Print all of the records below word for word, with no changes.
==========
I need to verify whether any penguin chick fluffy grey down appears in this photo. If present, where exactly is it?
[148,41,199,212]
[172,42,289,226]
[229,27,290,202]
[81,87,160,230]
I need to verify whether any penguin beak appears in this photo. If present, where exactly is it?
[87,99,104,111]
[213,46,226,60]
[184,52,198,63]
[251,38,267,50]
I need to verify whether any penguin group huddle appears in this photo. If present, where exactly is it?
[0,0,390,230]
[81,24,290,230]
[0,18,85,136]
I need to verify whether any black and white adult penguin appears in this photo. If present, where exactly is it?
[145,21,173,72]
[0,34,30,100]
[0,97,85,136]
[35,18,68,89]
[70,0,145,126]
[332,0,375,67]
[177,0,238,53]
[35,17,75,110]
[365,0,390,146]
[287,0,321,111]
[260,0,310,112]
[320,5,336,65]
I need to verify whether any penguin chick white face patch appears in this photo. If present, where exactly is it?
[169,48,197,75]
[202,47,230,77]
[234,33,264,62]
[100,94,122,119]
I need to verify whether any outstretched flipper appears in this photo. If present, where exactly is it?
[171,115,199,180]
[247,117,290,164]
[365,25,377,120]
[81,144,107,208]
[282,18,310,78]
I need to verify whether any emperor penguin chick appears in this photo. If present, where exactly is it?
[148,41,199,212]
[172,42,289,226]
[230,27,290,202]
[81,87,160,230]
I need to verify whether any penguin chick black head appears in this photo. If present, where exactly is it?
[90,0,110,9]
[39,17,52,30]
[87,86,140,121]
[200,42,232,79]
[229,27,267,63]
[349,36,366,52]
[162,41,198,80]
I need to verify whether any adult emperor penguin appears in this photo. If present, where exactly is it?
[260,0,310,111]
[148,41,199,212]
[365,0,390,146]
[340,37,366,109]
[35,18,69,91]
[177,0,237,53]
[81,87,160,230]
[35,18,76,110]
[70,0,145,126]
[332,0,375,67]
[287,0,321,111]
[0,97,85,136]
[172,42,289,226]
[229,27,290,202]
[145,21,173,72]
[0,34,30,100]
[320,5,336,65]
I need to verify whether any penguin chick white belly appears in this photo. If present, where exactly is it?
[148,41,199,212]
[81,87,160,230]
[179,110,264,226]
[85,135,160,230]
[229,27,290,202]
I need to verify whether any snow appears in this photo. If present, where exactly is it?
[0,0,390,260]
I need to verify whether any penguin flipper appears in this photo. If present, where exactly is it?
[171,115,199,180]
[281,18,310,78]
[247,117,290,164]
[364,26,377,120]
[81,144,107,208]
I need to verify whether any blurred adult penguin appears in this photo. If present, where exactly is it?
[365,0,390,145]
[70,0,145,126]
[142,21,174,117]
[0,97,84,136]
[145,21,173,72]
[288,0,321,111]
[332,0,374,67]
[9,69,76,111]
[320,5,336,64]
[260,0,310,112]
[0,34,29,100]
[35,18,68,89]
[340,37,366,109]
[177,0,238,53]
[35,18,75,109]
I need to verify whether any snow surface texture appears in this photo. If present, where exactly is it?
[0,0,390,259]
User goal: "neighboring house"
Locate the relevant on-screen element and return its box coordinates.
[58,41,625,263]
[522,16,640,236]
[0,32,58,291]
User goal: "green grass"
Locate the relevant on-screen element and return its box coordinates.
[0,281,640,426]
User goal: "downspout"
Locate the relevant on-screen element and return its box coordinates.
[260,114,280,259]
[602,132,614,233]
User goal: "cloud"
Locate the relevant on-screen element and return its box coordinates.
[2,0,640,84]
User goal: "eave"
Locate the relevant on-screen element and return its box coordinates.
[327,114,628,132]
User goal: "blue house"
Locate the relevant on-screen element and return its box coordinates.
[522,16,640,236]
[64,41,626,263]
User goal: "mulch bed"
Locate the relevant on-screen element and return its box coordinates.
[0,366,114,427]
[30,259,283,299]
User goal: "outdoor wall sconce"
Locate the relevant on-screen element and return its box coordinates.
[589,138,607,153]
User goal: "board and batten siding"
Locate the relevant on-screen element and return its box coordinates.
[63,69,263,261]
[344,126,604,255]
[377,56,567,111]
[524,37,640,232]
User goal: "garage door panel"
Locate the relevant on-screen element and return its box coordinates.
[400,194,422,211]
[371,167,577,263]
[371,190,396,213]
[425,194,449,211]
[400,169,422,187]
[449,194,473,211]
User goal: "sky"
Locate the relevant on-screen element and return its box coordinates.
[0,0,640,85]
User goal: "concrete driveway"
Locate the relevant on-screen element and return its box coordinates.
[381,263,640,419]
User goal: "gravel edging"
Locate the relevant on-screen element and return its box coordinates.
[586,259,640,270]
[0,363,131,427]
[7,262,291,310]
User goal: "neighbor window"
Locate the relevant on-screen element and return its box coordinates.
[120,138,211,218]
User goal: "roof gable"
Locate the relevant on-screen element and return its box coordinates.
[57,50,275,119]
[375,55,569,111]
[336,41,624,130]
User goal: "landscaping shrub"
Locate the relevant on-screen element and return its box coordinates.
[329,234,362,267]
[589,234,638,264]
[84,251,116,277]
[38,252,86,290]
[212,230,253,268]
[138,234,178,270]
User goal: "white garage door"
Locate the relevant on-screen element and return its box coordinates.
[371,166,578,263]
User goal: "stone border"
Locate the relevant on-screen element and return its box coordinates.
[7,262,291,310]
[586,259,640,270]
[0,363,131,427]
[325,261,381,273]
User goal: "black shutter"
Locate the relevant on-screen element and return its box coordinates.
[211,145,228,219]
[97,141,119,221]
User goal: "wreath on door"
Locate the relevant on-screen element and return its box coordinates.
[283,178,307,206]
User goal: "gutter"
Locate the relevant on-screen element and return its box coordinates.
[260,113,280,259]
==========
→ **EXERCISE RESPONSE**
I need to verify whether any penguin chick fluffy grey down appears in this photo. If present, where exactly is it?
[148,41,199,212]
[172,42,289,226]
[229,27,290,202]
[81,87,160,230]
I need to verify whether any penguin beak appears in this photo. If present, where exactly is it?
[87,99,104,111]
[213,46,226,60]
[184,52,198,63]
[251,38,267,50]
I need to verify whether any penguin group huddle appears in this photo. If present, where exactly is it?
[0,0,390,230]
[81,24,290,230]
[0,18,85,136]
I need to verify whether any black and white adult penguin appears in this photo. If present, where exactly is it?
[145,21,173,72]
[0,34,30,100]
[0,97,85,136]
[35,18,68,89]
[70,0,145,126]
[332,0,375,67]
[177,0,238,53]
[35,17,75,110]
[365,0,390,146]
[287,0,321,111]
[260,0,310,112]
[320,5,336,65]
I need to verify whether any penguin chick white face patch appears in this photo. If present, where exactly is it?
[169,48,197,75]
[202,47,230,77]
[234,33,264,62]
[100,94,122,119]
I need to verify whether any outstretched flipper appears in this photo. If present, where exactly is it?
[171,115,199,180]
[247,117,290,164]
[365,25,377,120]
[81,144,107,208]
[282,18,310,78]
I need to verify whether any emperor penguin chick appears in this photo. If present, where exactly is it?
[148,41,199,212]
[172,42,289,226]
[230,27,290,202]
[81,87,160,230]
I need to verify whether any penguin chick black head appears in this photo. If present, where exactly is it?
[90,0,110,9]
[39,17,52,30]
[87,86,140,121]
[200,42,232,79]
[229,27,267,63]
[349,36,366,52]
[162,41,198,80]
I need to verify whether any adult emperor penguin appears in this photo. If present, where exactly is it?
[260,0,310,111]
[148,41,199,212]
[365,0,390,146]
[340,37,366,109]
[35,18,69,91]
[177,0,237,53]
[81,87,160,230]
[35,18,76,110]
[70,0,145,126]
[332,0,375,67]
[287,0,321,111]
[0,97,85,136]
[172,42,289,226]
[229,27,290,202]
[145,21,173,72]
[0,34,30,100]
[320,5,336,65]
I need to verify whether any penguin chick white belly appears in this photo. If present, where exactly is it?
[148,41,199,212]
[81,87,160,230]
[179,110,264,226]
[85,135,160,230]
[229,27,290,202]
I need to verify whether any snow appears in this photo. If present, where exactly is it?
[0,0,390,260]
I need to verify whether any penguin flipper appears in this photo. If present, where exactly is it?
[171,115,199,180]
[281,18,310,78]
[247,117,290,164]
[364,26,377,120]
[81,144,107,208]
I need to verify whether any blurred adult penguin appears in this photo. If present, where exactly is it?
[365,0,390,145]
[70,0,145,126]
[142,21,174,117]
[0,97,84,136]
[145,21,173,72]
[288,0,321,111]
[332,0,374,67]
[9,69,76,111]
[320,5,336,64]
[260,0,310,112]
[0,34,29,100]
[35,18,68,89]
[340,37,366,109]
[177,0,238,53]
[35,18,75,109]
I need to verify whether any snow surface texture appears in this photo. If present, where exactly is it?
[0,0,390,259]
User goal: "neighboring house"
Locate the relevant on-screen element and return its box coordinates.
[58,41,625,263]
[522,16,640,236]
[0,32,58,291]
User goal: "green grass"
Locate the relevant on-screen element and return its box coordinates.
[0,281,640,426]
User goal: "downspout"
Locate the relevant on-screen element and return its box coordinates.
[260,114,280,259]
[602,132,614,233]
User goal: "cloud"
Locate the relevant on-screen element and return its box coordinates.
[2,0,640,84]
User goal: "eave"
Locate the relevant on-screen element and return its box coordinates.
[327,114,628,132]
User goal: "blue house"
Locate the relevant on-screen element and return its box coordinates.
[522,16,640,236]
[64,41,626,263]
User goal: "mulch bed"
Locate the relevant on-screen element and return its box coordinates.
[0,366,114,427]
[30,259,283,299]
User goal: "outdoor wall sconce"
Locate the relevant on-screen element and return its box coordinates.
[589,138,607,153]
User goal: "board and batten siding"
Locate the relevant on-screen element and return its box coordinates.
[63,69,263,261]
[344,126,604,255]
[377,56,567,111]
[524,37,640,232]
User goal: "garage door panel"
Locate the relevant on-screen element and return its box coordinates.
[400,194,422,211]
[371,167,577,263]
[371,190,396,213]
[425,194,449,211]
[400,169,422,187]
[449,194,473,211]
User goal: "sky"
Locate the relevant on-screen element and return its box coordinates.
[0,0,640,85]
User goal: "concrete driveway"
Locate the relevant on-screen element and return its box coordinates.
[381,263,640,419]
User goal: "gravel edging"
Locate the relevant on-screen element and return its box coordinates.
[586,259,640,270]
[0,363,131,427]
[7,262,291,310]
User goal: "neighbor window"
Locate the relevant on-screen element and return its box coordinates.
[120,138,211,218]
User goal: "roof gable"
Locate the relevant on-screen element and return its box coordinates.
[57,50,275,119]
[375,55,569,111]
[336,41,624,130]
User goal: "landscaping shrub"
Locate the relevant on-screen element and return its box coordinates.
[329,234,362,267]
[589,234,638,264]
[84,251,116,277]
[38,252,86,290]
[212,230,253,268]
[138,234,178,270]
User goal: "white garage door"
Locate the relevant on-screen element and return its box coordinates.
[371,166,578,263]
User goal: "stone border"
Locate the relevant on-screen element and return its box coordinates.
[7,262,291,310]
[586,259,640,270]
[0,363,131,427]
[325,261,381,273]
User goal: "black shutter"
Locate the relevant on-screen element and return its box coordinates.
[211,145,228,219]
[97,141,119,221]
User goal: "wreath on door"
Locate the relevant on-screen element and return its box coordinates.
[283,178,307,206]
User goal: "gutter"
Locate the relevant on-screen element and return its box coordinates.
[260,113,280,259]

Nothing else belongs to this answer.